• _Задание A_
Кем стал Петр Егидес, когда партия позвала его в село, согласно фрагменту интервью о поэзии и политике?
• _Задание B_
Пожалуйста, допишите фрагмент интервью о поэзии и политике, начав сразу после последней реплики Кулакова.

• _Фрагмент текста_

◆ ◆ ◆ ◆ ◆

Что же до литераторов, почему они озабочены и заняты политикой… Просто поэт — это эхо, это очевидец не только вечности, но и политического быта своего времени. И потому же не может писать исключительно о себе, стремясь оставить дактилоскопический отпечаток лишь собственной личности. Я об этом размышлял, когда писал вот это стихотворение:
Стихи, в которых время анонимно,
Где нет его реалий и страстей,
Бывает часто родом онанизма,
И потому в почете у властей.
Зато стихи, где названо и ясно
Все то, что называть небезопасно,
Хотя бы то достоинство имеют.
Что на прямой, на лобовой строке
Жизнь повисает, как на волоске.
Да, музы тут от ужаса немеют.
А все же помогают, как умеют.
—- На ваш взгляд, перестройку вызвали именно оппозиционеры, инакомыслящие? Можно ли говорить, что диссиденты разбудили Ельцина?
— В какой-то мере — да. Однако общество уже было настроено, уже шло к переменам. Вот, например, как описывал диссидент Петр Егидес свою встречу еще в середине пятидесятых годов с Кулаковым, тогда председателем облисполкома в Пензе. Егидес — человек очень искренний, честный. Вот партия позвала в село — и он, кандидат философских наУК, стал председателем отсталого колхоза. Начал вводить хозрасчет. И однажды, после жуткого скандала у первого секретаря обкома, Егидес пришел к Федору Кулакову и сказал все, что думая о партии, о том, что она натворила, словом, наговорил на десять лет лагеря. А Кулаков ответил: «Что я могу? Власть-то не у меня». — «А что бы вы сделали, если б стали членом Политбюро?!» — «Это все равно, что автомобиль в лотерею выиграть, такого быть не может», — «А если?» — настаивал Егидес, - «Если мне такая карта выпадет, то только на себя я бы ее не разменял».

◆ ◆ ◆ ◆ ◆

[Сохранённые записи]
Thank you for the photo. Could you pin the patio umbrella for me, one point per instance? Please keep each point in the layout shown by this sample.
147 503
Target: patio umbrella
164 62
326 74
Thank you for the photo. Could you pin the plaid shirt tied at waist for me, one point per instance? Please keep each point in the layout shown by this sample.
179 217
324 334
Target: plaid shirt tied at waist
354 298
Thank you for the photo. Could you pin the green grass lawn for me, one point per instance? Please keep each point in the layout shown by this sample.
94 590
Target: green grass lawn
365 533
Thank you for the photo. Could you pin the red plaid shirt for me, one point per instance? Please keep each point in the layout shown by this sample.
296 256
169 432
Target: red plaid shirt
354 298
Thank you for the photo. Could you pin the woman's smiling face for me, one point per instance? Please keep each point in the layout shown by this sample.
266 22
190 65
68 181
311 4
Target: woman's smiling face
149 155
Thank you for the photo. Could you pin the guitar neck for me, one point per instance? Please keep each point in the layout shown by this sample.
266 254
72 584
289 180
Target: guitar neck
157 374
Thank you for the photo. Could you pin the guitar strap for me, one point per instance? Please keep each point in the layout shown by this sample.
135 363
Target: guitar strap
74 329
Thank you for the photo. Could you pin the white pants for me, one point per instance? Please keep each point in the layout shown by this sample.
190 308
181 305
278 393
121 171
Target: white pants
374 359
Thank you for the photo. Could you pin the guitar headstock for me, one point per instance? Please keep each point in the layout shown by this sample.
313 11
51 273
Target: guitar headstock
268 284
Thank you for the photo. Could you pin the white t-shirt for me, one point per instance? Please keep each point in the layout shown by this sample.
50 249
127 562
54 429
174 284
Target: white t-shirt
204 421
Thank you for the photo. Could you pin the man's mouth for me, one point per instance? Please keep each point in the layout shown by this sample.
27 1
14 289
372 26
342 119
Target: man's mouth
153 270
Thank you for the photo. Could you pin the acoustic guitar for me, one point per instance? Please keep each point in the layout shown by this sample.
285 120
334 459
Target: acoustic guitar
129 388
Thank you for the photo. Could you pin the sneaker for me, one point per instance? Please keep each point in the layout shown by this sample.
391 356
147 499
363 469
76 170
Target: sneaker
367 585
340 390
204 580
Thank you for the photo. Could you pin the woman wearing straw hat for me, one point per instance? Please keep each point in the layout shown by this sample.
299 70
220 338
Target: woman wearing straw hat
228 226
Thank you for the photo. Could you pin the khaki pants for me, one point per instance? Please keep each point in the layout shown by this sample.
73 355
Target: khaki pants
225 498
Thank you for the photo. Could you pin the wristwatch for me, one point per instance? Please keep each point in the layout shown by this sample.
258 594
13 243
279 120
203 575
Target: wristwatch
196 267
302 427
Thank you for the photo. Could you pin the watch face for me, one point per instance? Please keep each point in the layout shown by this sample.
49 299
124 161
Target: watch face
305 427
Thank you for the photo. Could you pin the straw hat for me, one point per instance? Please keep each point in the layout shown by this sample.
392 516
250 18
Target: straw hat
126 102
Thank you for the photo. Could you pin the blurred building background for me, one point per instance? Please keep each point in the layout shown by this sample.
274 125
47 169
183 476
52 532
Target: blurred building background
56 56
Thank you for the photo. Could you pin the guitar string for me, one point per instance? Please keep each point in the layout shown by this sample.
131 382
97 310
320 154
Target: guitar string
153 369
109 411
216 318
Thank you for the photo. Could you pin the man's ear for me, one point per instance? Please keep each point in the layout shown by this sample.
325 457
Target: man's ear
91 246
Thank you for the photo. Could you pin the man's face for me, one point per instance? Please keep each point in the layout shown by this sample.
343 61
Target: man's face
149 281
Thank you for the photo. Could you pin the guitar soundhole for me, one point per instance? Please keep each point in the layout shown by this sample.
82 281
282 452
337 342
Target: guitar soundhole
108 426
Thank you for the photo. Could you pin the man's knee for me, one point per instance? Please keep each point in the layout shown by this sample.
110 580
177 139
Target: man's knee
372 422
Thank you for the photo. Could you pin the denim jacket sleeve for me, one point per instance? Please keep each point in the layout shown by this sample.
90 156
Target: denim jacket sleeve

◆ ◆ ◆ ◆ ◆

• _Результат выполнения A_
Председателем отсталого колхоза.

• _Результат выполнения B_
Прошло время, Егидеса посадили, Кулаков стал членом Политбюро. И, как утверждают кремлеведы, именно он был покровителем Михаила Горбачева, он не разменял эту карту лишь на себя, но в то же время остался партработником, со всеми вытекающими отсюда последствиями, и хорошими, и дурными. Если хотите, то и Сахаров разбудил обновление в стране, разбудил Горбачева, но только потому, что Горбачев сам уже не «дремал».
Хрущевское время породило, наряду с меднолобыми, консервативными чиновниками, новый тип руководителя — тип умных, хитрых, здравомыслящих партийцев, у которых целый ряд выпадов по адресу партии и обоих Ильичей не смущал. Разве случайно, что крупнейший работник советского оборонного комплекса Андрей Сахаров стал крупнейшим правозащитником, а генерал Петр Григоренко — «диссидентским генералом»? Не только «отщепенцы»-диссиденты будоражили общество, но и общество менялось им навстречу, выделяло из себя новых диссидентов.
- Юрий Александрович, вы чувствуете себя, особенно на фоне теперешних бурь, стариком? У писателя Бориса Хазанова есть такие слова: «Старость — это искусство делать вид, что смерти нет».
- Когда мне было сорок семь, я едва не умер от инфаркта. И в заключении бывали разные ситуации… Короче, она, курносая, столько раз крутилась вокруг, что для меня уже малосущественно знать, что завтра-послезавтра прихватит. Привык. И оттого, хотя болезней много, целый букет, я не ощущаю себя старым:
Надо жить, не опомнившись,
опомниться и оглянуться —
Значит вдруг постареть.
До могилы почти дотянуться.
Лучше просто в полет
от минуты к минуте. Не зная,
Что куда приведет,
Где одна западня, где другая.
Потому что когда опустеет тяжелое тело, —
Ни земля, ни вода
и уже ни пути, ни предела —
То не все ли равно?..
Я не знаю, зачем и откуда,
Если это дано —
остаются надежда и чудо.
«Московский комсомолец», август 1990 года.